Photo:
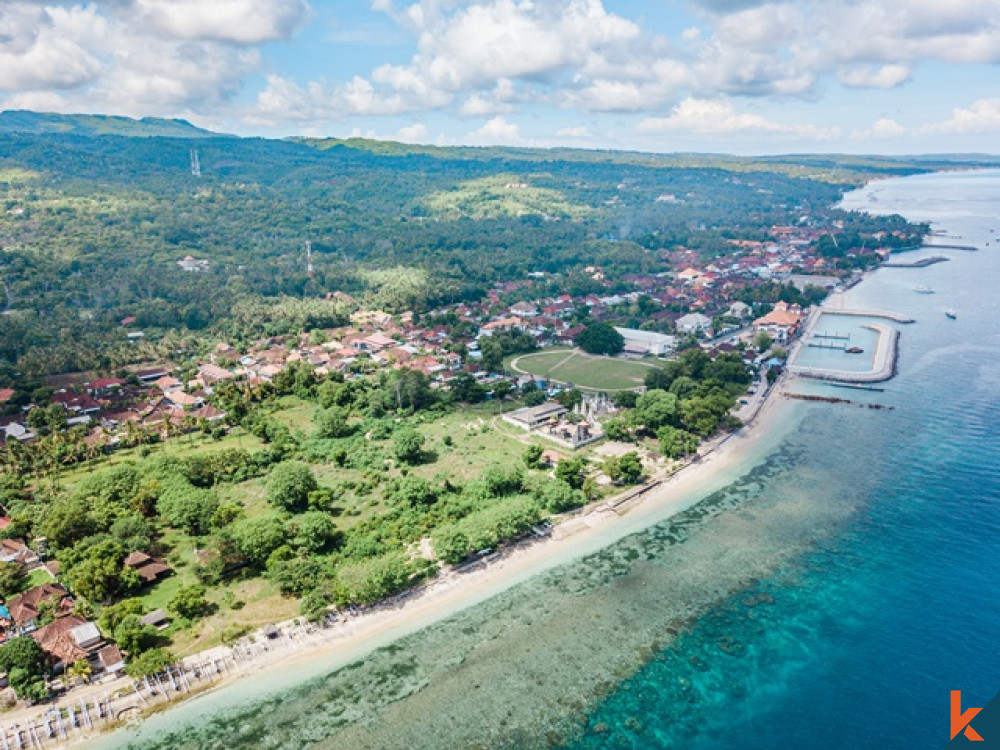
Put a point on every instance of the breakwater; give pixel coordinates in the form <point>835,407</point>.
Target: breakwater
<point>883,365</point>
<point>922,263</point>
__________
Problem to solve: Change "breakwater" to "jetty" throughout the data above and give the lines back with nothing else altered, leaving out the images.

Answer:
Photo:
Put a point on every instance of the jetty; give pixel coordinates in the form <point>835,407</point>.
Target: jetty
<point>883,365</point>
<point>922,263</point>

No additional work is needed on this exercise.